• Source text
- - - - -
Shashank Srivastava, Executive Director (Sales and Marketing), Maruti Suzuki India, on what went into the S-Presso’s brand positioning, why he is bullish on the XL6 MPV’s growth prospects, what’s holding positive consumer sentiment back, and whether the company can hold on to its PV market share.
Maruti Suzuki India today launched the petrol-engined S-Presso, an SUV-inspired hatchback, designed to bring the fizz back into the carmaker’s entry level model sales. Shashank Srivastava, Executive Director (Marketing & Sales), Maruti Suzuki India, reveals what went into the latest Maruti’s brand positioning, why he is bullish on the XL6 MPV’s growth prospects, what’s holding positive consumer sentiment back, and whether the company can hold on to its passenger vehicle market share.
What was the premise behind launching the S-Presso as an entry level car but with SUV proportions?
Essentially in passenger vehicles, we have three categories – A, B and C. The A category is the passenger car, which is the hatchback and sedan. C is the van-type of vehicles like the Omni and Eeco. B is the MUV category, which has two segments – SUVs and MPVs. Five years ago, the B segment used to be around 20 or 21 percent but now contributes to almost 30 percent. This means the growth rate in this segment is much higher than the other segments; in FY2020's first quarter, where industry de-grew almost 18-19 percent, MPVs and SUVs de-grew by almost 8-9 percent and the A and C segments de-grew by almost 26 percent. When it grew, it grew the fastest and when it de-grew, it was the slowest. So this segment has one of the highest consumer interest.
Kenichi Ayukawa, MD & CEO, Maruti Suzuki India and Shashank Srivastava unveiled the S-Presso, priced between Rs 369,000 and Rs 491,000, in New Delhi today.
The S-Presso is a mini-SUV and that's how we are positioning it in the market. We have studied the demand of new customers asking for bold and aggressively designed cars. While this will fall under the A type, when we release our monthly sales numbers, it will create a new segment of its own.
What percentage of your sales comes from CNG variants in this segment?
It depends from model to model. Firstly, CNG sales come from pockets in the country where there is availability of this green fuel, for instance Delhi and Mumbai. The Wagon R sees sales as high as 40 percent coming from its CNG bi-fuel variants in these cities.
- - - - -
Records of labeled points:
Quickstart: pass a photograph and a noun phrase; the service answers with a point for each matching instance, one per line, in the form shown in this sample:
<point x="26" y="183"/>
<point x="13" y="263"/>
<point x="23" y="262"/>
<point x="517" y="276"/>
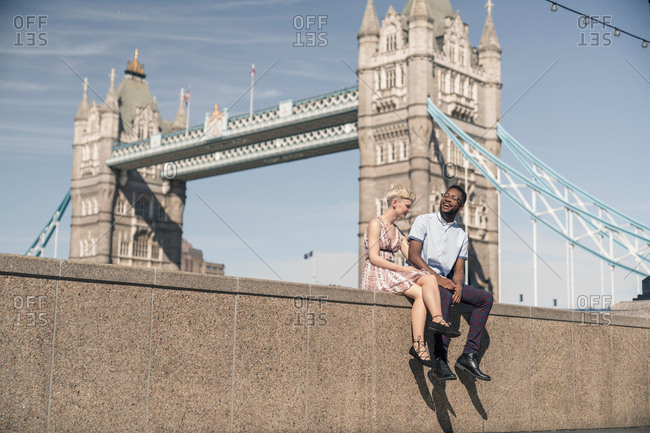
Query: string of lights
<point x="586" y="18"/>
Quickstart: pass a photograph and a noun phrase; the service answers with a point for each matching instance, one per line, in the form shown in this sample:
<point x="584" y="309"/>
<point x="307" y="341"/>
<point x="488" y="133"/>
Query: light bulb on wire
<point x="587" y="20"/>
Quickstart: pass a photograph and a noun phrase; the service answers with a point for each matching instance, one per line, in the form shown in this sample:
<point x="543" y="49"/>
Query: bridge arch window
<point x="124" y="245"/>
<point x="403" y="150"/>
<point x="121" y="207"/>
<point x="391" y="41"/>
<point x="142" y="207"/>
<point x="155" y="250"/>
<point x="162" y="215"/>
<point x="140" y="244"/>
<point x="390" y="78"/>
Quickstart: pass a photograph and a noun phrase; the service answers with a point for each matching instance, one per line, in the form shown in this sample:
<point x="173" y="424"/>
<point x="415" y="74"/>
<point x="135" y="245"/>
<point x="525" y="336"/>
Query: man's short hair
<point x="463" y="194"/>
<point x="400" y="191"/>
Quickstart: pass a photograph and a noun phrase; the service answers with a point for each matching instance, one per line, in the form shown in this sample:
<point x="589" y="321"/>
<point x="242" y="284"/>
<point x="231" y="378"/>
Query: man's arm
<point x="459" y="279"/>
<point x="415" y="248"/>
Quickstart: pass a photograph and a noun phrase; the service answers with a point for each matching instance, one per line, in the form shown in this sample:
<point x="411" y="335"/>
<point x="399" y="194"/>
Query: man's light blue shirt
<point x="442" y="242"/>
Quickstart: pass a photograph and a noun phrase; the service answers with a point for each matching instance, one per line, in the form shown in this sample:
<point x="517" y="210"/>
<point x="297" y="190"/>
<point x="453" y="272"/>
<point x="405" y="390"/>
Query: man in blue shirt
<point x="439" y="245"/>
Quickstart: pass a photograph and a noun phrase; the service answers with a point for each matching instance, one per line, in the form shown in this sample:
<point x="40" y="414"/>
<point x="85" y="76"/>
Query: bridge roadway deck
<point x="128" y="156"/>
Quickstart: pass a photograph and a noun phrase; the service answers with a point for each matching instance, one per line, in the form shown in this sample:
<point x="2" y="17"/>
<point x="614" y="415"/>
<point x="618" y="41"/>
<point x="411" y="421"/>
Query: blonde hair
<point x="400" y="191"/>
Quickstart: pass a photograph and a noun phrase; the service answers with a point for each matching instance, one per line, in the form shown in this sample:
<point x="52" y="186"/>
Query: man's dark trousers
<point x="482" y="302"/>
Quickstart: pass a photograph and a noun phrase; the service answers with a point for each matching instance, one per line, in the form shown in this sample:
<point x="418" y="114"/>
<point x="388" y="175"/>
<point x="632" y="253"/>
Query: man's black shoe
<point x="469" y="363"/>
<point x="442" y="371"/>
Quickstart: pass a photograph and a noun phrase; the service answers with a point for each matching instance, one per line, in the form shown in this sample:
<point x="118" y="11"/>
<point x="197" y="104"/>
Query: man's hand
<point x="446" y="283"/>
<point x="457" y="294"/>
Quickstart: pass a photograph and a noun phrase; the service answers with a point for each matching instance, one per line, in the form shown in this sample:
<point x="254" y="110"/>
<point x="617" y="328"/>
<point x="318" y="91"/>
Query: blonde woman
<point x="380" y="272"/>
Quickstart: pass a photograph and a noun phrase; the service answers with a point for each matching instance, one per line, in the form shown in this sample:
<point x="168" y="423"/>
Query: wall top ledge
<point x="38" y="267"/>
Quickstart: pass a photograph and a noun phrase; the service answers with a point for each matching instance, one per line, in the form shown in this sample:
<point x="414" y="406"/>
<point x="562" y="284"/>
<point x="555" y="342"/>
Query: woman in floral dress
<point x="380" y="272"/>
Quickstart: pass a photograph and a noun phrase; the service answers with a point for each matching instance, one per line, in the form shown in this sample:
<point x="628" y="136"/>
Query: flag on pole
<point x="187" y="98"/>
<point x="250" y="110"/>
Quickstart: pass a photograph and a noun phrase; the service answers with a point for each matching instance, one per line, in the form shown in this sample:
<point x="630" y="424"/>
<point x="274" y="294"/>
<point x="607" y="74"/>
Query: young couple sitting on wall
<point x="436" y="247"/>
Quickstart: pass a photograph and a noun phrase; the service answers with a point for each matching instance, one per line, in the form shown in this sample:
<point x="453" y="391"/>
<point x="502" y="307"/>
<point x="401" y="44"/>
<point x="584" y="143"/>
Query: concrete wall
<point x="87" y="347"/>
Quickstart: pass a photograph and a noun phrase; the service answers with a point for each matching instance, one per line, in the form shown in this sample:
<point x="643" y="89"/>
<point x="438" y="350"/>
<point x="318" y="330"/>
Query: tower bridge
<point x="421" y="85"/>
- - - - -
• What is asked
[1] Reproduce the interview from "Kenichi Ayukawa, MD" to "New Delhi today.", substituting "Mumbai" for "New Delhi".
[2] Rewrite the records as a numbered list, starting at their first line and ending with the line containing "Query: string of lights", both included. Skip blank lines and leave out the pictures.
The interview and the records come from separate, unrelated sources.

• Outputs
[1]
Kenichi Ayukawa, MD & CEO, Maruti Suzuki India and Shashank Srivastava unveiled the S-Presso, priced between Rs 369,000 and Rs 491,000, in Mumbai today.

[2]
1. Quickstart: pass a photograph and a noun phrase; the service answers with a point for each matching instance, one per line, in the form shown in this sample:
2. <point x="26" y="183"/>
3. <point x="13" y="263"/>
4. <point x="23" y="262"/>
5. <point x="517" y="276"/>
6. Query: string of lights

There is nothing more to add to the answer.